Source text >>
DIFW Founder to Turn ‘God of the Second Shift’ Into Two Books on Vocation and the Working Class
Recently Jeff Haanen, the CEO and Founder of Denver Institute for Faith & Work, and Intervarsity Press announced a deal to turn “God of the Second Shift,” Christianity Today’s second most-read cover story of 2018, into two books. Al Hsu, the senior editor for Intervarsity Press, says, “Our team responded positively to him and appreciated our call. We came away from the meeting even more enthusiastic about Jeff and his work. He very much aligns with our kind of thoughtful book and author, especially in the vocation and work categories that we have done with authors such as Steve Garber, Andy Crouch, Amy Sherman, Gordon Smith, and Tom Nelson. We see him making a fresh contribution to our understanding of work and vocation for a broader segment of the Body of Christ.” Expected publication date is 2022.
Below is an overview of the book. If you’d like to stay informed about the God of the Second Shift book project, fill out the form below. Do you have a story about living out your faith in a working-class role? We want to hear from you. Email us at email@example.com.

Data extract >>
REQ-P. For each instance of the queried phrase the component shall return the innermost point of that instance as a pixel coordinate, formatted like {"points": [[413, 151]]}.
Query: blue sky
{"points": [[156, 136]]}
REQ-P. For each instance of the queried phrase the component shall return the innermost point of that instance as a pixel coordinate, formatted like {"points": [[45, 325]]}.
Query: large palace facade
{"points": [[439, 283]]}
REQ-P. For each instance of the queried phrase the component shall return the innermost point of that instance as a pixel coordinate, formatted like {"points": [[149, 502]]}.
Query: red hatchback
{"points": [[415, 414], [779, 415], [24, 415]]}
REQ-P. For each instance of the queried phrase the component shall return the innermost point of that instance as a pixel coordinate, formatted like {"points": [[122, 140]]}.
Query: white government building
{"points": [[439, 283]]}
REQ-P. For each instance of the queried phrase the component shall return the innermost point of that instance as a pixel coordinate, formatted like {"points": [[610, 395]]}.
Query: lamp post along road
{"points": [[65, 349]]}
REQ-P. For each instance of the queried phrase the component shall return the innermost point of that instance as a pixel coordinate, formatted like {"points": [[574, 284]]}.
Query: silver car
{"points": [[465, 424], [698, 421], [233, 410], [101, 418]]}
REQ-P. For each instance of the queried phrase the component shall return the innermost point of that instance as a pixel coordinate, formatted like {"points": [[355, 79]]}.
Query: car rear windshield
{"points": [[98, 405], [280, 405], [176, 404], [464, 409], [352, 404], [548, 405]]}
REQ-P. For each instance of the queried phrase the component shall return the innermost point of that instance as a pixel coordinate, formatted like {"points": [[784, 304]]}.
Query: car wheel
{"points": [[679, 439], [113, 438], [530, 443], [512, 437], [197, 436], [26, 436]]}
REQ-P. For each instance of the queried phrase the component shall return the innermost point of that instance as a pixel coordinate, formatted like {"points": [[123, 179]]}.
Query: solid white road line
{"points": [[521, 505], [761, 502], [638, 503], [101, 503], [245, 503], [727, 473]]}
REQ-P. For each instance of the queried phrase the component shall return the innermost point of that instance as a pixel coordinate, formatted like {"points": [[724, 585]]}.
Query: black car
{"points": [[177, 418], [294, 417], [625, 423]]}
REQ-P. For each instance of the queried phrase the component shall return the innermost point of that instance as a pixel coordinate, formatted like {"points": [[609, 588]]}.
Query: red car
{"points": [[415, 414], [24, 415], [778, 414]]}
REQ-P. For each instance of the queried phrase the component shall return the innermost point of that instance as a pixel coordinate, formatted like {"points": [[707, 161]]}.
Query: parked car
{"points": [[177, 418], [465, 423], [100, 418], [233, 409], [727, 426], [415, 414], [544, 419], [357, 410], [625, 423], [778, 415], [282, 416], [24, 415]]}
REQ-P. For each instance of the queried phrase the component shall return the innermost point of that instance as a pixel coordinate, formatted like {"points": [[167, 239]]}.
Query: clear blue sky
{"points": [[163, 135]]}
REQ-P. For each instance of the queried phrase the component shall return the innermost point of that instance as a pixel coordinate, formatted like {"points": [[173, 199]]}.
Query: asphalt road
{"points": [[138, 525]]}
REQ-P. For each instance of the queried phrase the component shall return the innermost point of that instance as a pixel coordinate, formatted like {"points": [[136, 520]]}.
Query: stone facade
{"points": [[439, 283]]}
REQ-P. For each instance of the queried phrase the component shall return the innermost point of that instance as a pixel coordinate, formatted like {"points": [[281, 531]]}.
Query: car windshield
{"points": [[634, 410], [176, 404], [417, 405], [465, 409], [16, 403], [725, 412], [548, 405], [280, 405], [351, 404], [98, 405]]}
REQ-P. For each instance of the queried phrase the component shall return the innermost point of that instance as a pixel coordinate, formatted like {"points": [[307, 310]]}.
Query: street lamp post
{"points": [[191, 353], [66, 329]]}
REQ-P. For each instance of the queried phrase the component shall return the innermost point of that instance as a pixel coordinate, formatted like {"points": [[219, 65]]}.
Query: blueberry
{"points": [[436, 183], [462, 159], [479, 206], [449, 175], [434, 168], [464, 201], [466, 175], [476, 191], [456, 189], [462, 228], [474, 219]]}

The tasks >>
(a) According to the book-deal announcement, what is the expected publication date?
(b) Continue the announcement about the "God of the Second Shift" book deal from the point where it stops.

Responses for each task >>
(a) 2022

(b)
Over the last 50 years in the U.S., there’s been a growing divide between professionals and working-class communities. Since 1970, though professional wages have increased dramatically, the inflation-adjusted wages of those without a college degree have barely budged. For the majority of children in working-class households, that home is now a single-parent home. And those children face a widening education gap between them and children raised in professional homes. As inequality in America deepens, the Church has slowly become a haven for the college-educated, professional class, yet has struggled to grow in working-class communities.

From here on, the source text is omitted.